**REQUIREMENTS:**
1. In the NiFi issue thread, which version of NiFi is listed under "Affects Versions"?
2. Please list every person the NiFi issue thread names as commit author, sign-off, reporter, or assignee.

--- START OF EXCERPTED TEXT ---

2024-02-20 Thread ASF subversion and git services (Jira)


[ 
https://issues.apache.org/jira/browse/NIFI-12232?page=com.atlassian.jira.plugin.system.issuetabpanels:comment-tabpanel=17818917#comment-17818917
 ] 

ASF subversion and git services commented on NIFI-12232:


Commit a821966a870a494bd0a7eb0ae15822e06b8d21c5 in nifi's branch 
refs/heads/main from Mark Payne
[ https://gitbox.apache.org/repos/asf?p=nifi.git;h=a821966a87 ]

NIFI-12232 Corrected Group Component ID Handling for Clustered Flows

Ensured that if a Process Group doesn't have a Versioned Component ID we use 
the ComponentIdLookup to create one based on its Instance ID in the same way 
that is done when serializing the flow; this ensures matching ID's when we 
synchronize flows across the cluster. Also included some code cleanup around 
failure handling on startup

This closes #8406

Signed-off-by: David Handermann 


> Frequent "failed to connect node to cluster because local flow controller 
> partially updated. Administrator should disconnect node and review flow for 
> corruption"
> -
>
> Key: NIFI-12232
> URL: https://issues.apache.org/jira/browse/NIFI-12232
> Project: Apache NiFi
>  Issue Type: Bug
>  Components: Configuration Management
>Affects Versions: 1.23.2
>Reporter: John Joseph
>Assignee: Mark Payne
>Priority: Major
> Attachments: image-2023-10-16-16-12-31-027.png, 
> image-2024-02-14-13-33-44-354.png
>
>  Time Spent: 20m
>  Remaining Estimate: 0h
>
> This is an issue that we have been observing in the 1.23.2 version of NiFi 
> when we try upgrade,
> Since Rolling upgrade is not supported in NiFi, we scale out the revision 
> that is running and {_}run a helm upgrade{_}.
> We have NIFI running in k8s cluster mode, there is a post job that call the 
> Tenants and policies API. On a successful run it would run like this
> {code:java}
> set_policies() Action: 'read' Resource: '/flow' entity_id: 
> 'ad2d3ad6-5d69-3e0f-95e9-c7feb36e2de5' entity_name: 'CN=nifi-api-admin' 
> entity_type: 'USER'
> set_policies() status: '200'
> 'read' '/flow' policy already exists. It will be updated...
> set_policies() fetching policy inside -eq 200 status: '200'
> set_policies() after update PUT: '200'
> set_policies() Action: 'read' Resource: '/tenants' entity_id: 
> 'ad2d3ad6-5d69-3e0f-95e9-c7feb36e2de5' entity_name: 'CN=nifi-api-admin' 
> entity_type: 'USER'
> set_policies() status: '200'{code}
> *_This job was running fine in 1.23.0, 1.22 and other previous versions._* In 
> {*}{{1.23.2}}{*}, we are noticing that the job is failing very frequently 
> with the error logs;
> {code:java}
> set_policies() Action: 'read' Resource: '/flow' entity_id: 
> 'ad2d3ad6-5d69-3e0f-95e9-c7feb36e2de5' entity_name: 'CN=nifi-api-admin' 
> entity_type: 'USER'
> set_policies() status: '200'
> 'read' '/flow' policy already exists. It will be updated...

--- END OF EXCERPTED TEXT ---
--- START OF INFORMATION GIVEN ---

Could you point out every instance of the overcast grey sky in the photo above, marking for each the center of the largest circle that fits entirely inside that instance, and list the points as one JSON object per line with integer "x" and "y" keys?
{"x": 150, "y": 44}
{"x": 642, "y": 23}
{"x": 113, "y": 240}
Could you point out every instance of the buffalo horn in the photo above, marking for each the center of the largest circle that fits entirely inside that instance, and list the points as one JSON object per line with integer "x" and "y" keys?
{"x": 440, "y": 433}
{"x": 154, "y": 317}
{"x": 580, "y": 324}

--- END OF INFORMATION GIVEN ---
--- START OF INFORMATION GIVEN ---

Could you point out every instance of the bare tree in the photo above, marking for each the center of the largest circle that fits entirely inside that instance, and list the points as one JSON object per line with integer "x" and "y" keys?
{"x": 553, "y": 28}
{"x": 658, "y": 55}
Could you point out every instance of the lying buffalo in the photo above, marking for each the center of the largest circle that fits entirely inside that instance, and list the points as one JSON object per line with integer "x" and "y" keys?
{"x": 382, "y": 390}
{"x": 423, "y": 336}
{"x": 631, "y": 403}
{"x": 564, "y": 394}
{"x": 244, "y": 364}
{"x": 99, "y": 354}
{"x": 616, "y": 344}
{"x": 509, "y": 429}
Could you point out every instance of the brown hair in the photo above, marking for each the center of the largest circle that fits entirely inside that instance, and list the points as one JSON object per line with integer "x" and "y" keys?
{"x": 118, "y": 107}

--- END OF INFORMATION GIVEN ---

**FINAL ANSWERS:**
1. 1.23.2

2. Mark Payne (commit author and assignee), David Handermann (sign-off), John Joseph (reporter)